• [EXERCISE 1]
Reproduce the stretch from "## shellyky (Jun" through "bit of info....." in the forum thread on SWF error code 650.
• [EXERCISE 2]
In the forum thread on SWF error code 650, what capacity was the new thumb drive Fireman12 bought to replace the full 2GB one?

***** SUPPLIED TEXT

# Error Code 650 - SWF T1501C



## Fireman12 (Sep 12, 2009)

I think I have seen a message about error code 650 on a SWF T1501C on this forum before but it didn' answer my question. I am new to this forum but need to know if anybody can help me. I get the code when I used a new thumb drive. It says the usb is not ready...Any help out there?


----------



## FatKat Printz (Dec 26, 2008)

Is your thumb drive in the first slot closest to you??


----------



## Fireman12 (Sep 12, 2009)

yes....I was using a 2GB and it is full so I decided to purchase a 16GB and transfer all my files to it and when I inserted the new one in my machine it acts like it doesn't recognize it. It also is the same brand...


----------



## FatKat Printz (Dec 26, 2008)

Did you try the old one? is it a sandisk??


----------



## Fireman12 (Sep 12, 2009)

The old one works fine.. Yes it is a sandisk


----------



## FatKat Printz (Dec 26, 2008)

OK, you need to reformat the 16GB and then transfer the files again. Sandisk for some reason need to be formatted before they can be used. Our first Sandisk was formatted during our SWF class by our instructior.

Hope this helps..


----------



## Fireman12 (Sep 12, 2009)

You know now that you mention that I think we formatted our s too in the class. did you go to Tampa?


----------



## FatKat Printz (Dec 26, 2008)

Yep.. and maybe you remember but Pat proly complained about the Sandisk.. because it needs to be formatted before you can use it..


----------



## Fireman12 (Sep 12, 2009)

yep.....she's so funny..have you ever heard her say....well-did you read the book?


----------



## Fireman12 (Sep 12, 2009)

I also bought a toshiba 16GB and it did the same thing...I am just wondering if it's the size of it thats giving the machine a problem?


----------



## shellyky (Jun 16, 2009)

ive heard only the 'cheapies' work with the machines like the kind you find by the registers at electronics stores...its somethign to do with the formatting needing to be FAT and not NTFS (or vice versa, i dont know which one it needs, i still roll a floppy disk lol)


----------



## Fireman12 (Sep 12, 2009)

oh ok.. when i bought the 16 i was trying to keep it to only one stick. Thank you for that bit of info.....


----------



## FatKat Printz (Dec 26, 2008)

We got a nice one from Staples it was a Staples brand and it didn't need to be formatted.


----------



## Fireman12 (Sep 12, 2009)

well i appreciate yalls help...i will pick up a cheapy and see if it does the trick...if not..i'll be calling tampa monday..thanks.....mark


----------



## suzyq (Apr 6, 2011)

So glad this history is out there.....I wanted to get rid of so many floppys and convert to thumb drives for my SWF......your response FatKat was exactly the issue....I used a cheapy USB devise and the machine was able to read the file!!! Thank you for keeping these records out there that provides valuable information and expertise!


----------

**********
***** SUPPLIED DATA

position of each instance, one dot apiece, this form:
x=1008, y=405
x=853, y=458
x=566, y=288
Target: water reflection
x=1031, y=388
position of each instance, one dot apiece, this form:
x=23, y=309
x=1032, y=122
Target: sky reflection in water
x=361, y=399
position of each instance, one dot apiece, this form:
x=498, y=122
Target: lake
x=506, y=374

**********
***** SUPPLIED DATA

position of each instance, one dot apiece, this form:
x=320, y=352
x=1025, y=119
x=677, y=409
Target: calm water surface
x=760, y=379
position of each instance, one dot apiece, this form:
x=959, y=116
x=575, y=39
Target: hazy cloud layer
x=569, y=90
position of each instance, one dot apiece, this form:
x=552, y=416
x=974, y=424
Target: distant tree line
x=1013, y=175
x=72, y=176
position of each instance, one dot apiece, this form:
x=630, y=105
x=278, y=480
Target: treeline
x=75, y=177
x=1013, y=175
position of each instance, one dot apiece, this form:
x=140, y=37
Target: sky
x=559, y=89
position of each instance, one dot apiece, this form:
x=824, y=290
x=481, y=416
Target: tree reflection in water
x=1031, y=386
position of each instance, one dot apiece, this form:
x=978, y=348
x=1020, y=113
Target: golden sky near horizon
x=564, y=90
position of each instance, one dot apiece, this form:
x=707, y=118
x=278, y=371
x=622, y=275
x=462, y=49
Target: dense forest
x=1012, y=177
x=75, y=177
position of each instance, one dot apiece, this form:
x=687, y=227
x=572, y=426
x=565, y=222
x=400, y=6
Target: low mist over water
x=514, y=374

**********

• [PROBLEM SOLUTION 1]
## shellyky (Jun 16, 2009)

ive heard only the 'cheapies' work with the machines like the kind you find by the registers at electronics stores...its somethign to do with the formatting needing to be FAT and not NTFS (or vice versa, i dont know which one it needs, i still roll a floppy disk lol)


----------



## Fireman12 (Sep 12, 2009)

oh ok.. when i bought the 16 i was trying to keep it to only one stick. Thank you for that bit of info.....

• [PROBLEM SOLUTION 2]
16GB